Exercise details: Copy everything in the healthy-eating text below from "Before you eliminate" down to "Healthy Eating Plate.", replacing "veggies" with "vegetables" each time it appears.

Passage for review:
::::::::
Getting Off the Roller Coaster


Before you eliminate anything from your diet, start thinking about confirming that the foundations of a healthy diet are in place. Are you eating enough protein? A typical calculation for healthy protein intake for the average person is 0.8-1.0 grams per kilogram of body weight. Here is a converter to help you calculate.. If you were to pile all of the food you eat in a day on the table, would fruits and veggies make up a third to a half of everything you eat? If you aren’t even close, start there. I love this visual: Healthy Eating Plate.


Protein and high-fiber fruits and vegetables take longer to break down in your stomach and intestines. Think about how long it takes a grain of cooked white rice to dissolve in a glass of water, versus a piece of apple or a small meat fiber. (You can literally do this experiment in your kitchen.) The latter two will take much longer to break down. What this means for your body is that they will more slowly cross into your bloodstream, and they will support energy production in a slower, more steady manner than a white food.
::::::::
Data supplied:
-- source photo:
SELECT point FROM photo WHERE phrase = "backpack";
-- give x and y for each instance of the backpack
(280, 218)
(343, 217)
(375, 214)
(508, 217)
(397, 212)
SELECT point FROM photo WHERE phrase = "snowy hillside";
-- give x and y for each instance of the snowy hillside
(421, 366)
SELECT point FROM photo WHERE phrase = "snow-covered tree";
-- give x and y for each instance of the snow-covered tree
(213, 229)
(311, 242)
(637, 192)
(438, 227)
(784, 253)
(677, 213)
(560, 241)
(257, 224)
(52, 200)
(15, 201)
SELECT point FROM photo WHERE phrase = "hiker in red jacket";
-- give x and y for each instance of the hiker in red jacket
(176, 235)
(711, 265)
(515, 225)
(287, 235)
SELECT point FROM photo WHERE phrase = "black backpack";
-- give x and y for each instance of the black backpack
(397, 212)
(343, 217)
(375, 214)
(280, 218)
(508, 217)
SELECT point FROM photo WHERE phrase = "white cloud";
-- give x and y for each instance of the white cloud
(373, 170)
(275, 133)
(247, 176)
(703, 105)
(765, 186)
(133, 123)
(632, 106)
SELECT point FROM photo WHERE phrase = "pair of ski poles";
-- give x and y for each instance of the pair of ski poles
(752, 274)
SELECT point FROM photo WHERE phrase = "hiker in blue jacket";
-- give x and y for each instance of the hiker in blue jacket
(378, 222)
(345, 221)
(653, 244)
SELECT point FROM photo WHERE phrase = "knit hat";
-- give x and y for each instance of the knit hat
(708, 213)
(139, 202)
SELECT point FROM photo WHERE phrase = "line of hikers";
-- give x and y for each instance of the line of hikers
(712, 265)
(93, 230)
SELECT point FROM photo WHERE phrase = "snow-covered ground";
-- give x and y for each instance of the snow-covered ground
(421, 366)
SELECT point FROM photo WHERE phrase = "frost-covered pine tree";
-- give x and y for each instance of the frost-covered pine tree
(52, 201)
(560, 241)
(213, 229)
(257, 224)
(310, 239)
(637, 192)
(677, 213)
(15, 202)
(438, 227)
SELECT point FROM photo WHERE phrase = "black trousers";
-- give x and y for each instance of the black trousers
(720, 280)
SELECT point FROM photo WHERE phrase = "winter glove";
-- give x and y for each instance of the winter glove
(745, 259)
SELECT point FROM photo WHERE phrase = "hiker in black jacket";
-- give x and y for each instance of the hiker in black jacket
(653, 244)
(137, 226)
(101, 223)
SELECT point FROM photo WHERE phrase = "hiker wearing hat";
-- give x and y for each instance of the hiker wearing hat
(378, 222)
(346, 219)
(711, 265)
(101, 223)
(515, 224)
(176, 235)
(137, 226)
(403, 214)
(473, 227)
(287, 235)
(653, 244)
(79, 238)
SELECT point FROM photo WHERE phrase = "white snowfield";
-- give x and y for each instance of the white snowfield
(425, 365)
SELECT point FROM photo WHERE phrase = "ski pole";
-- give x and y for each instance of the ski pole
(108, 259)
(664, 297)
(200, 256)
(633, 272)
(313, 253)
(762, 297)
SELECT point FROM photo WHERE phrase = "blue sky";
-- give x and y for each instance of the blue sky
::::::::
Result for this exercise:
Before you eliminate anything from your diet, start thinking about confirming that the foundations of a healthy diet are in place. Are you eating enough protein? A typical calculation for healthy protein intake for the average person is 0.8-1.0 grams per kilogram of body weight. Here is a converter to help you calculate.. If you were to pile all of the food you eat in a day on the table, would fruits and vegetables make up a third to a half of everything you eat? If you aren’t even close, start there. I love this visual: Healthy Eating Plate.